> ABOUT THIS EXERCISE: Word for word, set down the entries that follow.

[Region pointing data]
◆ ◆ ◆

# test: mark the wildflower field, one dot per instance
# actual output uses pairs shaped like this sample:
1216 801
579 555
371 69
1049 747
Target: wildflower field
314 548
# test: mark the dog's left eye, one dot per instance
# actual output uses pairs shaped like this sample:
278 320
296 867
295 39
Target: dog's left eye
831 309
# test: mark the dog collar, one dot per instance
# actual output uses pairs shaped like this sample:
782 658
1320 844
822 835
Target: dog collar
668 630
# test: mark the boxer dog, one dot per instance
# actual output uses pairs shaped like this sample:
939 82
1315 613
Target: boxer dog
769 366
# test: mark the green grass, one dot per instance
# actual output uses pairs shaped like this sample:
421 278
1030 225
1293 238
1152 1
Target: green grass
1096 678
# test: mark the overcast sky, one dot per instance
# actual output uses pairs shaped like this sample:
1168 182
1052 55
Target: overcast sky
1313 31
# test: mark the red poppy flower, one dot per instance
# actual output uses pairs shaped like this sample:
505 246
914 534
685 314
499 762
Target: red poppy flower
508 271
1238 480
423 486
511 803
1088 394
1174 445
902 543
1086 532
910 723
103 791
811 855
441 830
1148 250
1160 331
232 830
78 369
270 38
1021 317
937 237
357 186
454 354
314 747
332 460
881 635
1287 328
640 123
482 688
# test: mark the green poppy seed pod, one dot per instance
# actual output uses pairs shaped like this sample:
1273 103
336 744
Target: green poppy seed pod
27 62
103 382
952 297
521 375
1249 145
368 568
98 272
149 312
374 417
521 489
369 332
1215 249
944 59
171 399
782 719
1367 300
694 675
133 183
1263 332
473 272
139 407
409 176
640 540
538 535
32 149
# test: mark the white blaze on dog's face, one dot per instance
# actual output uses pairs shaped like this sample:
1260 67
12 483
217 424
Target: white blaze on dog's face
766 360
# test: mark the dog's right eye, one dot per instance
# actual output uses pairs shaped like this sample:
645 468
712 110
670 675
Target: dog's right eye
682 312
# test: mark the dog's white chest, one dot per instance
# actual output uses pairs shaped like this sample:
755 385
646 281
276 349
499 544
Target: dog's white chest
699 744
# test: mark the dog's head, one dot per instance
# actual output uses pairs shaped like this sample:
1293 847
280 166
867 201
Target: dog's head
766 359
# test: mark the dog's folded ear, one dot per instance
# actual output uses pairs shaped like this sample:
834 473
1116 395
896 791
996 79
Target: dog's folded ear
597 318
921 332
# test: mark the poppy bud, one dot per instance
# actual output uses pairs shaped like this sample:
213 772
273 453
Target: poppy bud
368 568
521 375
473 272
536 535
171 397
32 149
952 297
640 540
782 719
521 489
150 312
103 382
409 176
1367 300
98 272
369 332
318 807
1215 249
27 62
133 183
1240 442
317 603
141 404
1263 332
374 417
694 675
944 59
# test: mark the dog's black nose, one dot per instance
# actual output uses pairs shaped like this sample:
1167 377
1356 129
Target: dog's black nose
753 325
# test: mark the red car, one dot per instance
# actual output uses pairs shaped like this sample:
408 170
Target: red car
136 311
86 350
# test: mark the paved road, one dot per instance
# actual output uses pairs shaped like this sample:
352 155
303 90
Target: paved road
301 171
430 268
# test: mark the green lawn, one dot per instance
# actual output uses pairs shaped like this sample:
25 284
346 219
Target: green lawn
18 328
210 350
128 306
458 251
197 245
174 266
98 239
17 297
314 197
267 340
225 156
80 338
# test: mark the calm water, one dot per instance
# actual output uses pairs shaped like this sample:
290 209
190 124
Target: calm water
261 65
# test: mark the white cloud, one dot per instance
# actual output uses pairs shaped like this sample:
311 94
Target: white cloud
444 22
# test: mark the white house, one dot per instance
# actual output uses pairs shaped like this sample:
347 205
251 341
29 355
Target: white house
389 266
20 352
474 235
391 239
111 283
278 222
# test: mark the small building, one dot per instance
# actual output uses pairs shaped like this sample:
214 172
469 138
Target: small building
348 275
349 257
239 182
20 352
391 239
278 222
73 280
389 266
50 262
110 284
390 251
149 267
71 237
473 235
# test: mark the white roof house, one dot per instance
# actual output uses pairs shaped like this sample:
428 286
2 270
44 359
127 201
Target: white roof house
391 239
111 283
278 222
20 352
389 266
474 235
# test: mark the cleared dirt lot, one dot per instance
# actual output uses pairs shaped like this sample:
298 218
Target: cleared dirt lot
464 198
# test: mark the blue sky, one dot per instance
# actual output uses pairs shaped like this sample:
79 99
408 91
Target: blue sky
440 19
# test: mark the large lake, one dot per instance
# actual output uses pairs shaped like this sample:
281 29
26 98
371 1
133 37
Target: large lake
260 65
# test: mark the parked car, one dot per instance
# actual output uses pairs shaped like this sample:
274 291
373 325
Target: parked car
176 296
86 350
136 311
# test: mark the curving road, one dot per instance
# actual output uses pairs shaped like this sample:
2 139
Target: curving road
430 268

◆ ◆ ◆

> ANSWER SECTION:
# test: mark the wildflower field, one dot per instance
# actual output uses pairs shaped like this sample:
1216 801
579 555
371 69
1049 747
Target: wildflower field
314 548
# test: mark the dog's left eye, one dot per instance
# actual output uses pairs shaped like this sample:
278 320
296 867
295 39
Target: dog's left eye
831 309
# test: mark the dog collar, one dot per instance
# actual output uses pairs shaped like this sample:
782 658
1320 844
822 835
Target: dog collar
668 630
# test: mark the boxer dog, one dot per instance
# actual output uses pairs shaped like this sample:
939 82
1315 613
Target: boxer dog
769 366
# test: mark the green grass, one dot per instance
# actual output uses pairs shaped like this sample:
421 278
1030 225
1293 238
1152 1
Target: green grass
1096 678
# test: mark the overcast sky, one dot per instance
# actual output uses pairs shaped like this sample:
1168 182
1052 55
Target: overcast sky
1313 31
# test: mark the red poppy flower, one dot per instance
# actual output uses pairs shaped like this sample:
505 246
914 534
685 314
499 762
Target: red poppy flower
508 271
1238 480
423 486
511 803
1088 394
1174 445
902 543
1086 532
910 723
103 791
811 855
441 830
1148 250
1160 331
232 830
78 369
270 38
1021 317
937 237
357 186
454 354
314 747
332 460
881 635
1287 328
640 123
482 688
# test: mark the green poppy seed pod, one dot per instance
# actual output uses pairs shaped like this sample:
1273 103
336 744
Target: green poppy seed pod
27 62
103 382
952 297
521 375
1249 145
368 568
98 272
149 312
374 417
521 489
369 332
1215 249
944 59
171 399
782 719
1367 300
694 675
133 183
1263 332
473 272
139 407
409 176
640 540
538 535
32 149
# test: mark the white blaze on dog's face, one dot per instance
# actual output uses pairs shaped like this sample:
1260 67
12 483
217 424
Target: white blaze on dog's face
766 360
# test: mark the dog's right eye, one dot per instance
# actual output uses pairs shaped like this sample:
645 468
712 110
670 675
Target: dog's right eye
682 312
# test: mark the dog's white chest, one dot per instance
# actual output uses pairs shaped like this sample:
755 385
646 281
276 349
499 544
Target: dog's white chest
699 744
# test: mark the dog's head, one dot per instance
# actual output uses pairs shaped like this sample:
1293 847
280 166
867 201
Target: dog's head
766 359
# test: mark the dog's folded ear, one dot per instance
# actual output uses pairs shaped like this sample:
834 473
1116 395
896 791
996 79
Target: dog's folded ear
597 318
921 332
# test: mark the poppy bud, one dot per instance
# actual output uses pairs shaped like this sample:
213 772
273 453
Target: poppy bud
368 568
521 375
473 272
536 535
171 397
32 149
952 297
640 540
782 719
521 489
150 312
103 382
409 176
1367 300
98 272
369 332
318 807
1215 249
27 62
133 183
1240 442
317 603
141 404
1263 332
374 417
694 675
944 59
# test: mark the dog's black nose, one dot per instance
# actual output uses pairs shaped like this sample:
1167 377
1356 129
Target: dog's black nose
753 325
# test: mark the red car, one dot per instance
# actual output uses pairs shaped like this sample:
408 170
Target: red car
136 311
86 350
# test: mark the paved road, one dot per instance
# actual output uses pairs shaped like this sample:
352 155
303 90
Target: paved road
301 171
430 268
# test: mark the green lawn, one dot per instance
# actual output uses pairs shaped like this sample:
25 284
346 219
Target: green lawn
18 328
210 350
128 306
458 251
197 245
174 266
98 239
17 297
314 197
267 340
225 156
80 338
# test: mark the calm water, one dot per instance
# actual output uses pairs shaped like this sample:
290 209
190 124
Target: calm water
261 65
# test: mark the white cloud, one dot per instance
# actual output uses pairs shaped like this sample:
311 94
Target: white cloud
444 22
# test: mark the white house, one dot per instance
# actual output uses pairs shaped like this sample:
347 205
251 341
29 355
Target: white house
389 266
20 352
474 235
391 239
111 283
278 222
# test: mark the small building, one dot per instance
# actual output uses pairs shaped like this sample:
214 172
469 138
Target: small building
348 275
349 257
239 182
20 352
391 239
278 222
73 280
389 266
50 262
110 284
390 251
149 267
71 237
473 235
# test: mark the white roof house, one dot per instance
# actual output uses pairs shaped like this sample:
428 286
2 270
44 359
127 201
Target: white roof house
391 239
111 283
278 222
20 352
389 266
474 235
# test: mark the cleared dirt lot, one dot per instance
# actual output uses pairs shaped like this sample:
298 218
Target: cleared dirt lot
464 198
# test: mark the blue sky, one dot per instance
# actual output uses pairs shaped like this sample:
79 99
408 91
Target: blue sky
440 19
# test: mark the large lake, one dot per instance
# actual output uses pairs shaped like this sample:
281 29
26 98
371 1
133 37
Target: large lake
260 65
# test: mark the parked car, one dot per instance
# actual output uses pairs shaped like this sample:
274 291
373 325
Target: parked car
176 296
86 350
136 311
# test: mark the curving road, one dot per instance
# actual output uses pairs shaped like this sample:
2 139
Target: curving road
430 268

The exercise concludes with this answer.